*Provided passage*.
Begin

Methodology

Public documentation of data sources, models and validation.

1. Data sources

Event data. Match-by-match structured event streams (shots, passes, tackles, set pieces, etc.) provided by API-Football.
Market data. Bookmaker odds snapshots from The Odds API, used purely as a reference variable representing market expectations.
Environmental data. Match-day temperature, precipitation and wind from public weather providers.
Historical archive. ~100,000 publicly available historical matches across 5–8 seasons, used for model training.

2. Feature engineering

We extract 40–60 features per match across five tiers:

Strength. Elo rating, recent 10-match win rate, xG (expected goals).
Form. W/D/L sequences, goals-scored / conceded trends, win/loss streak length.
Matchup. Head-to-head record, average goals, style compatibility indicators.
Market. Opening-to-current odds drift, line consistency across bookmakers.

End

*Stated goal A*.
According to the methodology, which provider supplies the bookmaker odds snapshots?
*Stated goal B*.
Reproduce the methodology word for word from "Public documentation of" to "representing market expectations.".

*Records provided*.
Begin

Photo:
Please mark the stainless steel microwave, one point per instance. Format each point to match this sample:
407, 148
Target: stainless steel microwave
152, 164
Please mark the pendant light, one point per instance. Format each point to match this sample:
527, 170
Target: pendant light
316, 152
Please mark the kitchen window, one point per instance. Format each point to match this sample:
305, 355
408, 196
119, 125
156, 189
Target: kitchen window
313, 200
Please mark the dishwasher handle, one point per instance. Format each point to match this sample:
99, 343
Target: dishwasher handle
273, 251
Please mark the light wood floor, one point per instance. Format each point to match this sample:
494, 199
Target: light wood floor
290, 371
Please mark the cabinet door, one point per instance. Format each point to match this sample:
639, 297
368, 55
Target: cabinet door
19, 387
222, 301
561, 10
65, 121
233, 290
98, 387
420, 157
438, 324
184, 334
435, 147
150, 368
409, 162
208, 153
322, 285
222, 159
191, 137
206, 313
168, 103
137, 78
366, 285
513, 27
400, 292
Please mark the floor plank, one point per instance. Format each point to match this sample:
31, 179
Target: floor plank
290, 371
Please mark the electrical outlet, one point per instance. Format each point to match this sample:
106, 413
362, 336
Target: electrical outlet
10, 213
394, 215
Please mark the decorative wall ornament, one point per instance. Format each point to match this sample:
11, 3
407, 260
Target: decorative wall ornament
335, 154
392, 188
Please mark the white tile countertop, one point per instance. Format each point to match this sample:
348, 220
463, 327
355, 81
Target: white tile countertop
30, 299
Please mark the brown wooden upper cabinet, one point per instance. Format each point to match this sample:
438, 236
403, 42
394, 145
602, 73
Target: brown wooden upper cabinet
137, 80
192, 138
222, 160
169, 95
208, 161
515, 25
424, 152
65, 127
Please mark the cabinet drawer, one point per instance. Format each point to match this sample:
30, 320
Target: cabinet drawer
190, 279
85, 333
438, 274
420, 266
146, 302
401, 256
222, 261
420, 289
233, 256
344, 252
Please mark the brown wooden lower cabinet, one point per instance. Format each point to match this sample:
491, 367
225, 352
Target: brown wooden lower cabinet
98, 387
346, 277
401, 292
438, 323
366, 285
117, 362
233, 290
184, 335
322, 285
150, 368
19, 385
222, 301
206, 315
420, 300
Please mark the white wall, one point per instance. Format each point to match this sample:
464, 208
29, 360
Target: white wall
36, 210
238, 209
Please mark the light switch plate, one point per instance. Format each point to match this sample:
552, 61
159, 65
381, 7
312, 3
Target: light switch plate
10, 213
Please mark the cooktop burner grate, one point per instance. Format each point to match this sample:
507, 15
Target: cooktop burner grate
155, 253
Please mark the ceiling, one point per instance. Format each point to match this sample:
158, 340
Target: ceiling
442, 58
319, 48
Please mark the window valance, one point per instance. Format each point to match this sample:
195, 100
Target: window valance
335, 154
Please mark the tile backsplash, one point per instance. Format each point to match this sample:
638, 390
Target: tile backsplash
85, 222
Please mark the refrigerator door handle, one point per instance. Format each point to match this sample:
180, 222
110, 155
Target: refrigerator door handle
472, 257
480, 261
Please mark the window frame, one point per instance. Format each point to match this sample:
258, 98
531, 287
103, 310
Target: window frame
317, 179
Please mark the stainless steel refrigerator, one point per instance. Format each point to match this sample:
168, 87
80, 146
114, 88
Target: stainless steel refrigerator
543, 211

End

*Result A*.
The Odds API.

*Result B*.
Public documentation of data sources, models and validation.

1. Data sources

Event data. Match-by-match structured event streams (shots, passes, tackles, set pieces, etc.) provided by API-Football.
Market data. Bookmaker odds snapshots from The Odds API, used purely as a reference variable representing market expectations.